→ **Do this**:
Reproduce word for word the stretch from "First, we have" through "to their heirs." in the letter below on returning property stolen during the Nazi terror.

Property stolen during the Nazi terror must be returned

As the largest representative of claimants who have not yet received their property from the Claims Conference, we (Claimants Representative Committee, CRC) have read your above article with interest.

A motorcycle helmet with Nazi swastika sign for sale 370 (photo credit: reuters)
A motorcycle helmet with Nazi swastika sign for sale 370
(photo credit: reuters)
However, there are several important facts which your article does not address.
First, we have nothing against the Claims Conference, and in fact laud their charitable purposes. However we do not agree that the Claims Conference should or in fact has the legal or moral right to use the property of the heirs of Nazi victims to fund their charitable purposes. This property rightfully belongs to the Nazi victims and their heirs. It never belonged the Claims Conference at the time it was stolen from our clients and the mere fact that the German government let the Claims Conference claim it does not change the fact that this property still belongs to the Nazi victims who lost it, and to their heirs.

→ **Dataset excerpt**:
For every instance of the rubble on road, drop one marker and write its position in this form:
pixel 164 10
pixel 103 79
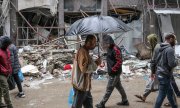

→ **Answer to the problem**:
First, we have nothing against the Claims Conference, and in fact laud their charitable purposes. However we do not agree that the Claims Conference should or in fact has the legal or moral right to use the property of the heirs of Nazi victims to fund their charitable purposes. This property rightfully belongs to the Nazi victims and their heirs. It never belonged the Claims Conference at the time it was stolen from our clients and the mere fact that the German government let the Claims Conference claim it does not change the fact that this property still belongs to the Nazi victims who lost it, and to their heirs.